*GIVEN EXERCISE*
Please recast all of the material below as a Markdown table with the columns "Row" and "Content", one numbered row per line, and leave out blank lines.

━━━━━━

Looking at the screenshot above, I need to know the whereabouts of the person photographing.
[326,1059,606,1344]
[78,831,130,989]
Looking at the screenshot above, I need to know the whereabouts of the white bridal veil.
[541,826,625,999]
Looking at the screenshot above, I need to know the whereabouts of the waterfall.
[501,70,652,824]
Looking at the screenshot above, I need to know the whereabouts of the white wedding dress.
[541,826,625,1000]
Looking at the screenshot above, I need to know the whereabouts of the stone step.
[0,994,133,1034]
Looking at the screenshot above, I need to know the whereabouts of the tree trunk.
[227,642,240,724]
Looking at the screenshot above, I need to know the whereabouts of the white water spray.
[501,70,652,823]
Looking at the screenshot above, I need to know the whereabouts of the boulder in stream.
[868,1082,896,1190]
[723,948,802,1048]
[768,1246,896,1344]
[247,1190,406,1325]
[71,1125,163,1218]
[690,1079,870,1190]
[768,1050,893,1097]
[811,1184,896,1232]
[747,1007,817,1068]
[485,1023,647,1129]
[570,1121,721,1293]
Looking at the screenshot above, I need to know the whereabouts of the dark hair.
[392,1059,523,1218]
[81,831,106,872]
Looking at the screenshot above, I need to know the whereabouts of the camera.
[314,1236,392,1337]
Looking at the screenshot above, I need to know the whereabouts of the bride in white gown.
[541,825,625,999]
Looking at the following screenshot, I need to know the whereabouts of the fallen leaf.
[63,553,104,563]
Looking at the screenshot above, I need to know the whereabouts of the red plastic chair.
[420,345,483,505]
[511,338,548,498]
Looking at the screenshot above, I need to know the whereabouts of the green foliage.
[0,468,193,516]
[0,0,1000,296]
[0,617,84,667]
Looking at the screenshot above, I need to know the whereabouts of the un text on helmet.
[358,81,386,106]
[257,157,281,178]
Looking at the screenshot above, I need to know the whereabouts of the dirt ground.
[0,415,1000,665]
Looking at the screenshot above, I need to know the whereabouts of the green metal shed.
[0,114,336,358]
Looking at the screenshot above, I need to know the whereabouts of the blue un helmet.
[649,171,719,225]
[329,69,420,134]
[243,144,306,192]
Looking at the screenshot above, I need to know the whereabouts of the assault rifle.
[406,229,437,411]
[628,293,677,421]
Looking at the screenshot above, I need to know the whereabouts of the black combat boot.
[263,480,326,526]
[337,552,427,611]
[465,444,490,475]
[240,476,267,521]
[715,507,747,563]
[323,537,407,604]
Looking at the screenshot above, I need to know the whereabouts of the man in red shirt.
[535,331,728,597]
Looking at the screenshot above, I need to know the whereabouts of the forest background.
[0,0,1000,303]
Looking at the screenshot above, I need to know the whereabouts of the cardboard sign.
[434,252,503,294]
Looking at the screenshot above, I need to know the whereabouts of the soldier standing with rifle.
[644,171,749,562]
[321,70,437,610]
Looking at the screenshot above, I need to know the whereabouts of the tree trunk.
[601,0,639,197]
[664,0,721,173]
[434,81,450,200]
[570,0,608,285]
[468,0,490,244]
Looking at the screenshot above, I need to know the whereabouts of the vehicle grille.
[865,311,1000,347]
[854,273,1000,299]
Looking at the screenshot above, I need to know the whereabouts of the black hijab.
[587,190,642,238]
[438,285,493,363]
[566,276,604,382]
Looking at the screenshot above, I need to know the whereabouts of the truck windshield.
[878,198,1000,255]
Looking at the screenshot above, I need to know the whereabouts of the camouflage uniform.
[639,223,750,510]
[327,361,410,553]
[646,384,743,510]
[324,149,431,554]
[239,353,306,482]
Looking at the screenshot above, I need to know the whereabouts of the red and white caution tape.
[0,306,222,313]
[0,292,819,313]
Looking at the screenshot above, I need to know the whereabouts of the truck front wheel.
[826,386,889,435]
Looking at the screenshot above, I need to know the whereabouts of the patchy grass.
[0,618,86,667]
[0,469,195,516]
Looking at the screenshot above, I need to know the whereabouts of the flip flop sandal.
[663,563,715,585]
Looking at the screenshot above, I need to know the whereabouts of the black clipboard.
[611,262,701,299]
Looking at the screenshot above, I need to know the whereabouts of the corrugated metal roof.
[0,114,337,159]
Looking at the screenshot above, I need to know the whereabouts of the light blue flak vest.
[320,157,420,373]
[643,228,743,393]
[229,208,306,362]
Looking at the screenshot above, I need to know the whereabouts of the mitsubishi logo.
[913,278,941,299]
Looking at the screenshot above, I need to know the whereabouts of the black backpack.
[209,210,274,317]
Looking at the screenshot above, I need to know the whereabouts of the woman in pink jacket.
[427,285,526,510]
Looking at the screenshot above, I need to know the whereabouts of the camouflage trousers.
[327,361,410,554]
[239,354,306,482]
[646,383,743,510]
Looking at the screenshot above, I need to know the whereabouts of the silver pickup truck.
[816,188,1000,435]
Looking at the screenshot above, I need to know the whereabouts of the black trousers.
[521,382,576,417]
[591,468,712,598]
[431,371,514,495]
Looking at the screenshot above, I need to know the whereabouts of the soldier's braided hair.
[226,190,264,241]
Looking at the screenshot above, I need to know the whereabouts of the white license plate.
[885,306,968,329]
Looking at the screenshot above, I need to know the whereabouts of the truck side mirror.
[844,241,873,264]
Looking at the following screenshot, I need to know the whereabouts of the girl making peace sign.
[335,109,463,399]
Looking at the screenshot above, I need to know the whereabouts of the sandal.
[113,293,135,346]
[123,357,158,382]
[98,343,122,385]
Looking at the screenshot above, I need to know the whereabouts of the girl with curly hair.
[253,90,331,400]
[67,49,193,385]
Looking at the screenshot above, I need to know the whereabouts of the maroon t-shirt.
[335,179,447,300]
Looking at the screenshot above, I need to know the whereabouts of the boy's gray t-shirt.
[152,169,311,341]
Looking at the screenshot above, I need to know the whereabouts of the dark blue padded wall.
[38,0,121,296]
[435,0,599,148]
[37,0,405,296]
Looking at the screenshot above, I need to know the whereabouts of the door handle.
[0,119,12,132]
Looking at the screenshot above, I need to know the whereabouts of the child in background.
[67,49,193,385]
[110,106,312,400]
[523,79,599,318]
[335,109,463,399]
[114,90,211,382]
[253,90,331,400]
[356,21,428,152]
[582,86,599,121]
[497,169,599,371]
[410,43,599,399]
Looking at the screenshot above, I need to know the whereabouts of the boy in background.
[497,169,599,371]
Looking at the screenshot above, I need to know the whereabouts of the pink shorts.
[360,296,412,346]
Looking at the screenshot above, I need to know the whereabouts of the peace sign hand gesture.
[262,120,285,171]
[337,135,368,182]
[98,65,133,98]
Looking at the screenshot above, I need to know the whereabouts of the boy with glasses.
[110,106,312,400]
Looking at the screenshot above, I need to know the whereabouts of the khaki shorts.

━━━━━━

*RESPONSE FOR THIS EXERCISE*
| Row | Content |
|---|---|
| 1 | Looking at the screenshot above, I need to know the whereabouts of the person photographing. |
| 2 | [326,1059,606,1344] |
| 3 | [78,831,130,989] |
| 4 | Looking at the screenshot above, I need to know the whereabouts of the white bridal veil. |
| 5 | [541,826,625,999] |
| 6 | Looking at the screenshot above, I need to know the whereabouts of the waterfall. |
| 7 | [501,70,652,824] |
| 8 | Looking at the screenshot above, I need to know the whereabouts of the white wedding dress. |
| 9 | [541,826,625,1000] |
| 10 | Looking at the screenshot above, I need to know the whereabouts of the stone step. |
| 11 | [0,994,133,1034] |
| 12 | Looking at the screenshot above, I need to know the whereabouts of the tree trunk. |
| 13 | [227,642,240,724] |
| 14 | Looking at the screenshot above, I need to know the whereabouts of the white water spray. |
| 15 | [501,70,652,823] |
| 16 | Looking at the screenshot above, I need to know the whereabouts of the boulder in stream. |
| 17 | [868,1082,896,1190] |
| 18 | [723,948,802,1048] |
| 19 | [768,1246,896,1344] |
| 20 | [247,1190,406,1325] |
| 21 | [71,1125,163,1218] |
| 22 | [690,1079,870,1190] |
| 23 | [768,1050,893,1097] |
| 24 | [811,1184,896,1232] |
| 25 | [747,1007,817,1068] |
| 26 | [485,1023,647,1129] |
| 27 | [570,1121,721,1293] |
| 28 | Looking at the screenshot above, I need to know the whereabouts of the dark hair. |
| 29 | [392,1059,523,1218] |
| 30 | [81,831,106,872] |
| 31 | Looking at the screenshot above, I need to know the whereabouts of the camera. |
| 32 | [314,1236,392,1337] |
| 33 | Looking at the screenshot above, I need to know the whereabouts of the bride in white gown. |
| 34 | [541,825,625,999] |
| 35 | Looking at the following screenshot, I need to know the whereabouts of the fallen leaf. |
| 36 | [63,553,104,563] |
| 37 | Looking at the screenshot above, I need to know the whereabouts of the red plastic chair. |
| 38 | [420,345,483,505] |
| 39 | [511,338,548,498] |
| 40 | Looking at the screenshot above, I need to know the whereabouts of the green foliage. |
| 41 | [0,468,193,516] |
| 42 | [0,0,1000,296] |
| 43 | [0,617,84,667] |
| 44 | Looking at the screenshot above, I need to know the whereabouts of the un text on helmet. |
| 45 | [358,81,386,106] |
| 46 | [257,157,281,178] |
| 47 | Looking at the screenshot above, I need to know the whereabouts of the dirt ground. |
| 48 | [0,415,1000,665] |
| 49 | Looking at the screenshot above, I need to know the whereabouts of the green metal shed. |
| 50 | [0,114,336,358] |
| 51 | Looking at the screenshot above, I need to know the whereabouts of the blue un helmet. |
| 52 | [649,171,719,225] |
| 53 | [329,69,420,134] |
| 54 | [243,144,306,192] |
| 55 | Looking at the screenshot above, I need to know the whereabouts of the assault rifle. |
| 56 | [406,229,437,411] |
| 57 | [628,293,677,421] |
| 58 | Looking at the screenshot above, I need to know the whereabouts of the black combat boot. |
| 59 | [263,480,326,526] |
| 60 | [337,552,427,611] |
| 61 | [465,444,490,475] |
| 62 | [240,476,267,521] |
| 63 | [715,507,747,563] |
| 64 | [323,537,407,604] |
| 65 | Looking at the screenshot above, I need to know the whereabouts of the man in red shirt. |
| 66 | [535,331,728,597] |
| 67 | Looking at the screenshot above, I need to know the whereabouts of the forest background. |
| 68 | [0,0,1000,303] |
| 69 | Looking at the screenshot above, I need to know the whereabouts of the cardboard sign. |
| 70 | [434,252,503,294] |
| 71 | Looking at the screenshot above, I need to know the whereabouts of the soldier standing with rifle. |
| 72 | [644,171,749,562] |
| 73 | [321,70,437,610] |
| 74 | Looking at the screenshot above, I need to know the whereabouts of the tree trunk. |
| 75 | [601,0,639,197] |
| 76 | [664,0,721,173] |
| 77 | [434,81,450,200] |
| 78 | [570,0,608,285] |
| 79 | [468,0,490,244] |
| 80 | Looking at the screenshot above, I need to know the whereabouts of the vehicle grille. |
| 81 | [865,311,1000,347] |
| 82 | [854,273,1000,299] |
| 83 | Looking at the screenshot above, I need to know the whereabouts of the black hijab. |
| 84 | [587,190,642,238] |
| 85 | [438,285,493,363] |
| 86 | [566,276,604,382] |
| 87 | Looking at the screenshot above, I need to know the whereabouts of the truck windshield. |
| 88 | [878,198,1000,255] |
| 89 | Looking at the screenshot above, I need to know the whereabouts of the camouflage uniform. |
| 90 | [639,223,750,510] |
| 91 | [327,361,410,553] |
| 92 | [646,384,743,510] |
| 93 | [324,149,431,554] |
| 94 | [239,353,306,482] |
| 95 | Looking at the screenshot above, I need to know the whereabouts of the red and white caution tape. |
| 96 | [0,306,222,313] |
| 97 | [0,292,819,313] |
| 98 | Looking at the screenshot above, I need to know the whereabouts of the truck front wheel. |
| 99 | [826,386,889,435] |
| 100 | Looking at the screenshot above, I need to know the whereabouts of the patchy grass. |
| 101 | [0,618,86,667] |
| 102 | [0,469,195,516] |
| 103 | Looking at the screenshot above, I need to know the whereabouts of the flip flop sandal. |
| 104 | [663,563,715,585] |
| 105 | Looking at the screenshot above, I need to know the whereabouts of the black clipboard. |
| 106 | [611,262,701,299] |
| 107 | Looking at the screenshot above, I need to know the whereabouts of the corrugated metal roof. |
| 108 | [0,114,337,159] |
| 109 | Looking at the screenshot above, I need to know the whereabouts of the light blue flak vest. |
| 110 | [320,157,420,373] |
| 111 | [643,228,743,393] |
| 112 | [229,208,306,362] |
| 113 | Looking at the screenshot above, I need to know the whereabouts of the mitsubishi logo. |
| 114 | [913,278,941,299] |
| 115 | Looking at the screenshot above, I need to know the whereabouts of the black backpack. |
| 116 | [209,210,274,317] |
| 117 | Looking at the screenshot above, I need to know the whereabouts of the woman in pink jacket. |
| 118 | [427,285,526,510] |
| 119 | Looking at the screenshot above, I need to know the whereabouts of the camouflage trousers. |
| 120 | [327,361,410,554] |
| 121 | [239,354,306,482] |
| 122 | [646,383,743,510] |
| 123 | Looking at the screenshot above, I need to know the whereabouts of the silver pickup truck. |
| 124 | [816,188,1000,435] |
| 125 | Looking at the screenshot above, I need to know the whereabouts of the black trousers. |
| 126 | [521,382,576,417] |
| 127 | [591,468,712,598] |
| 128 | [431,371,514,495] |
| 129 | Looking at the screenshot above, I need to know the whereabouts of the soldier's braided hair. |
| 130 | [226,190,264,241] |
| 131 | Looking at the screenshot above, I need to know the whereabouts of the white license plate. |
| 132 | [885,306,968,329] |
| 133 | Looking at the screenshot above, I need to know the whereabouts of the truck side mirror. |
| 134 | [844,241,873,264] |
| 135 | Looking at the following screenshot, I need to know the whereabouts of the girl making peace sign. |
| 136 | [335,109,463,399] |
| 137 | Looking at the screenshot above, I need to know the whereabouts of the sandal. |
| 138 | [113,293,135,346] |
| 139 | [123,357,158,382] |
| 140 | [98,343,122,385] |
| 141 | Looking at the screenshot above, I need to know the whereabouts of the girl with curly hair. |
| 142 | [253,90,331,400] |
| 143 | [67,49,193,385] |
| 144 | Looking at the screenshot above, I need to know the whereabouts of the maroon t-shirt. |
| 145 | [335,179,447,300] |
| 146 | Looking at the screenshot above, I need to know the whereabouts of the boy's gray t-shirt. |
| 147 | [152,169,311,341] |
| 148 | Looking at the screenshot above, I need to know the whereabouts of the dark blue padded wall. |
| 149 | [38,0,121,296] |
| 150 | [435,0,599,148] |
| 151 | [37,0,405,296] |
| 152 | Looking at the screenshot above, I need to know the whereabouts of the door handle. |
| 153 | [0,119,12,132] |
| 154 | Looking at the screenshot above, I need to know the whereabouts of the child in background. |
| 155 | [67,49,193,385] |
| 156 | [110,106,312,400] |
| 157 | [523,79,599,318] |
| 158 | [335,109,463,399] |
| 159 | [114,90,211,382] |
| 160 | [253,90,331,400] |
| 161 | [356,21,428,152] |
| 162 | [582,86,599,121] |
| 163 | [497,169,599,371] |
| 164 | [410,43,599,399] |
| 165 | Looking at the screenshot above, I need to know the whereabouts of the boy in background. |
| 166 | [497,169,599,371] |
| 167 | Looking at the screenshot above, I need to know the whereabouts of the pink shorts. |
| 168 | [360,296,412,346] |
| 169 | Looking at the screenshot above, I need to know the whereabouts of the peace sign hand gesture. |
| 170 | [262,120,285,171] |
| 171 | [337,135,368,182] |
| 172 | [98,65,133,98] |
| 173 | Looking at the screenshot above, I need to know the whereabouts of the boy with glasses. |
| 174 | [110,106,312,400] |
| 175 | Looking at the screenshot above, I need to know the whereabouts of the khaki shorts. |